**DATA EXTRACTS**
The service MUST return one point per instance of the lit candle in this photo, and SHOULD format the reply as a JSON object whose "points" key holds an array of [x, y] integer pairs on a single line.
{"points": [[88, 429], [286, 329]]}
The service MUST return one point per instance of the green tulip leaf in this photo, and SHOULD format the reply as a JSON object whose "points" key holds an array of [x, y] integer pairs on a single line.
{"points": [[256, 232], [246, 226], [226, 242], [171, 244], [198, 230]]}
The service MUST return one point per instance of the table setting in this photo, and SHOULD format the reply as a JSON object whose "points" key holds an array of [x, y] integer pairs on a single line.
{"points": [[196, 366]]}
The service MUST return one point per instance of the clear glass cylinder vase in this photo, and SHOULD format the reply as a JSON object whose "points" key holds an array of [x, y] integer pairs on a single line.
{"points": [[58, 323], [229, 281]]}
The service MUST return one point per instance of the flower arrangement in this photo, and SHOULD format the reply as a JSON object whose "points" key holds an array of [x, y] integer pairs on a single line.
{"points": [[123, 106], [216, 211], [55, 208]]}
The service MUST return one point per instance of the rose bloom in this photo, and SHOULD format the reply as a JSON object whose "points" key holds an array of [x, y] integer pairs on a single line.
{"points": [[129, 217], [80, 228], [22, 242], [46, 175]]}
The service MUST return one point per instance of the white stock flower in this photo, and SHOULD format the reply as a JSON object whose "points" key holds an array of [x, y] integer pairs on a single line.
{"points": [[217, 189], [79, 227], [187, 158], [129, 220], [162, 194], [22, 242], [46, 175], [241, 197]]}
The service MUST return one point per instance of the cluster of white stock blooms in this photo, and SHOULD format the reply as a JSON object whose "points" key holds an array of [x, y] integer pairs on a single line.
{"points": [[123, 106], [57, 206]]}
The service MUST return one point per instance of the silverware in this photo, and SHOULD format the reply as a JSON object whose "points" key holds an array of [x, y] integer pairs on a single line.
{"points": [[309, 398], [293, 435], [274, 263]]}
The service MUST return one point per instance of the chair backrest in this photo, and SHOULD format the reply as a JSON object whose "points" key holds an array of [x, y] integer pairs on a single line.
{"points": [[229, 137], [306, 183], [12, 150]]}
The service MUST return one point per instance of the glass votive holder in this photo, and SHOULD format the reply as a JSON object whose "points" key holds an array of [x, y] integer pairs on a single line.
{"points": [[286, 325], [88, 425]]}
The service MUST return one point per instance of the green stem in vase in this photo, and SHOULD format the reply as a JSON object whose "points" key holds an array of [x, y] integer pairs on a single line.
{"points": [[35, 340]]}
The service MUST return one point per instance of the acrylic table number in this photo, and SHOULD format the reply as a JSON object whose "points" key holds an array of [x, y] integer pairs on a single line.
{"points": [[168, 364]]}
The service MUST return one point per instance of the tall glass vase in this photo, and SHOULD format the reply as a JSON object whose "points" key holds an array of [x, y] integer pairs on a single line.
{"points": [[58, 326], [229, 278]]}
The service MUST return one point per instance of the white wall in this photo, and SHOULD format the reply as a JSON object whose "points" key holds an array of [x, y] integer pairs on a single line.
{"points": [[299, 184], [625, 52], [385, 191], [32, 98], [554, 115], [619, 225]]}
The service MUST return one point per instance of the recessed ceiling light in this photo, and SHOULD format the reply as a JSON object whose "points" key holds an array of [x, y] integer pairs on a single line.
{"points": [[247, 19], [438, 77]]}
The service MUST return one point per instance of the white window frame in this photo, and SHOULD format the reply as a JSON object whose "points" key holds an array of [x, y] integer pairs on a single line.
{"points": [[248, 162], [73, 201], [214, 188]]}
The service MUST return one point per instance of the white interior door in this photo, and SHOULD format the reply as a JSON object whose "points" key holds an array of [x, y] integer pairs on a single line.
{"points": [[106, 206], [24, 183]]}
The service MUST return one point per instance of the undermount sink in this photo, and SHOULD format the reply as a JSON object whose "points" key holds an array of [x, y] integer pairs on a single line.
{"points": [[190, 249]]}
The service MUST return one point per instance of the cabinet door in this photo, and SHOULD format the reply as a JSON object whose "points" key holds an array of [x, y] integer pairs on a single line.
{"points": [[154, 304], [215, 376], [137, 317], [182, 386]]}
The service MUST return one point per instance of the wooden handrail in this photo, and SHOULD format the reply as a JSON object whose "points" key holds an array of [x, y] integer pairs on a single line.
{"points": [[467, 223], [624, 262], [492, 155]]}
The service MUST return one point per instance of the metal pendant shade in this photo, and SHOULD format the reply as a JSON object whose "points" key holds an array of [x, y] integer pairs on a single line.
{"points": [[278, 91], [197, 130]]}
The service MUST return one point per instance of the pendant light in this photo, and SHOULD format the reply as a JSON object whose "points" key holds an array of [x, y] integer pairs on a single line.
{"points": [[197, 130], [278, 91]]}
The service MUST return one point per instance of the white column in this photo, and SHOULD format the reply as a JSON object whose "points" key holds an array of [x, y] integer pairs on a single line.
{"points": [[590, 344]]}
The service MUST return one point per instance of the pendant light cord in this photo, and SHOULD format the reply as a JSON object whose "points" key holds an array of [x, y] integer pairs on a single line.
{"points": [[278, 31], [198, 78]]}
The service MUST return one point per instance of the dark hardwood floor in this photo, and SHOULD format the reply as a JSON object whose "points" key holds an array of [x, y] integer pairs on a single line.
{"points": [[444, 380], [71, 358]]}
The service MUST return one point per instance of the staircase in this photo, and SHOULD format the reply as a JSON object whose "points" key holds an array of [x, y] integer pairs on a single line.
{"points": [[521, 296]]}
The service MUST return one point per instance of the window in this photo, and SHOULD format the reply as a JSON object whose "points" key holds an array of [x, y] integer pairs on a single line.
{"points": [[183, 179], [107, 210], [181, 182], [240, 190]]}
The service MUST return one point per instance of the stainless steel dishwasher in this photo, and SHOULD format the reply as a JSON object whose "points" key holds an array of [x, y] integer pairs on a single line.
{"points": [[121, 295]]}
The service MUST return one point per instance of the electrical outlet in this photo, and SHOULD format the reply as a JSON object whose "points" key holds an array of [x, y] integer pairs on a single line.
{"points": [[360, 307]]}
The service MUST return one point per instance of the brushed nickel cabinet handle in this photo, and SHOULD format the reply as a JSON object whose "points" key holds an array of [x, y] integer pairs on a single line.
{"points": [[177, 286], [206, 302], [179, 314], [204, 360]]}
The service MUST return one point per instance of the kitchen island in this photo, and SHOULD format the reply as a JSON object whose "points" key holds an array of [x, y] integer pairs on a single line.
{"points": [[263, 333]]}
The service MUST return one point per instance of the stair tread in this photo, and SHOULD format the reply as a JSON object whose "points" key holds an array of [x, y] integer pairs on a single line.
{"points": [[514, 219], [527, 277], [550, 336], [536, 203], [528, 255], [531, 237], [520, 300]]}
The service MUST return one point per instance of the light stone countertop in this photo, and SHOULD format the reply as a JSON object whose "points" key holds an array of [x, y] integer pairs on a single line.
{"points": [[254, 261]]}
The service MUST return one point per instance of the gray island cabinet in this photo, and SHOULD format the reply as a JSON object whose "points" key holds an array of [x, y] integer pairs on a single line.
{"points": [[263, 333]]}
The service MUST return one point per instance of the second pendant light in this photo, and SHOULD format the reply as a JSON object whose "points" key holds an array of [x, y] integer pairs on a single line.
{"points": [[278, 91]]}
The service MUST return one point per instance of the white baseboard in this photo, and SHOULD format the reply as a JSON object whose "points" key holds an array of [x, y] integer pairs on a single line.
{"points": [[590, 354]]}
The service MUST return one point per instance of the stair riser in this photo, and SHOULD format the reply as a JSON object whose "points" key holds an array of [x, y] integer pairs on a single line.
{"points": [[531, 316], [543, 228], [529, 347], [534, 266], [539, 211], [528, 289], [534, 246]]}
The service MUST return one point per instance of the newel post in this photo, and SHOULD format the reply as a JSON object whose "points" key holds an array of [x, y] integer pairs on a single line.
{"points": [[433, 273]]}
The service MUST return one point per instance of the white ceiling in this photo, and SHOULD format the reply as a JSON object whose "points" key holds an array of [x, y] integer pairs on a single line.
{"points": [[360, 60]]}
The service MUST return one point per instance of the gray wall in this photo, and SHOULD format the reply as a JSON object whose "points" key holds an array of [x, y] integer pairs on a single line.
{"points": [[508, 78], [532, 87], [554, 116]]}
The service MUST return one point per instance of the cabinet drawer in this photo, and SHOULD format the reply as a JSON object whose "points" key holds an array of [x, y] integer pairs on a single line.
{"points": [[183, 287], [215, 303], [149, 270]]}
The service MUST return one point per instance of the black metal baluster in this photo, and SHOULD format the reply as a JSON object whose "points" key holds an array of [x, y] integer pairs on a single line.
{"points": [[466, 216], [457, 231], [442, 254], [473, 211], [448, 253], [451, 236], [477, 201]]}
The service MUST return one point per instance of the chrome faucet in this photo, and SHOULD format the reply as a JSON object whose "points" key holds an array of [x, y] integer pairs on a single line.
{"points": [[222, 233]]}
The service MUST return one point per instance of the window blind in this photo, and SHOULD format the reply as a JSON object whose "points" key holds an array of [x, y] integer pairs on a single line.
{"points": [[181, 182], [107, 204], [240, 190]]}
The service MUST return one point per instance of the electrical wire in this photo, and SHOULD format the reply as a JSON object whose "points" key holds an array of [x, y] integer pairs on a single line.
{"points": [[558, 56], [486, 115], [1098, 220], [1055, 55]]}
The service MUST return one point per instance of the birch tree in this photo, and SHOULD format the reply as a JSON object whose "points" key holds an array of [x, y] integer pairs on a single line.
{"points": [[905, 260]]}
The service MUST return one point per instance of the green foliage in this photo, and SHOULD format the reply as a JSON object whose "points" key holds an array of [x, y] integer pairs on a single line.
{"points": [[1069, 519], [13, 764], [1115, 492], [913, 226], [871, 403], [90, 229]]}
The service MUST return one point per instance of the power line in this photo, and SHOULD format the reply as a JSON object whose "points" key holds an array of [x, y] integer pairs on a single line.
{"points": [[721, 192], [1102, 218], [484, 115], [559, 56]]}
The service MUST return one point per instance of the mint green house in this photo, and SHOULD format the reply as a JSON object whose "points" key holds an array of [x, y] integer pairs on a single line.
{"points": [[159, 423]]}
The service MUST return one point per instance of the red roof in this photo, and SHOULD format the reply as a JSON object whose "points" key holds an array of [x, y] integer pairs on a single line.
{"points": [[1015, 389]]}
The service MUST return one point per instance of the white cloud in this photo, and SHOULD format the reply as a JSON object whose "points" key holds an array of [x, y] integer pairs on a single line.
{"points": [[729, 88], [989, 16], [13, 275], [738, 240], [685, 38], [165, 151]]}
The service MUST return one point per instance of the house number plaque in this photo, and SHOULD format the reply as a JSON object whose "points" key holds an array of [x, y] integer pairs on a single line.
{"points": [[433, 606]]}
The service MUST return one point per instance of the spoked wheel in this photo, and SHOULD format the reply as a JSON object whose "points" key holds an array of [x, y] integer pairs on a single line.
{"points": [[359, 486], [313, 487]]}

**THE PROBLEM**
The answer is the line containing "The service MUST return one point per instance of the house" together with every line after it in the records, repeated exactly and with nothing else.

**RESPONSE**
The service MUST return one point per instance of the house number plaque in this photo, and SHOULD format the reply as a JSON object whose "points" key holds an array of [x, y] integer pairs on a single line.
{"points": [[433, 606]]}
The service MUST return one point per instance of the spoked wheel in this photo, and SHOULD format the reply as a JSON object whose "points" key holds an array of [x, y] integer pairs on a single line.
{"points": [[359, 486], [313, 487]]}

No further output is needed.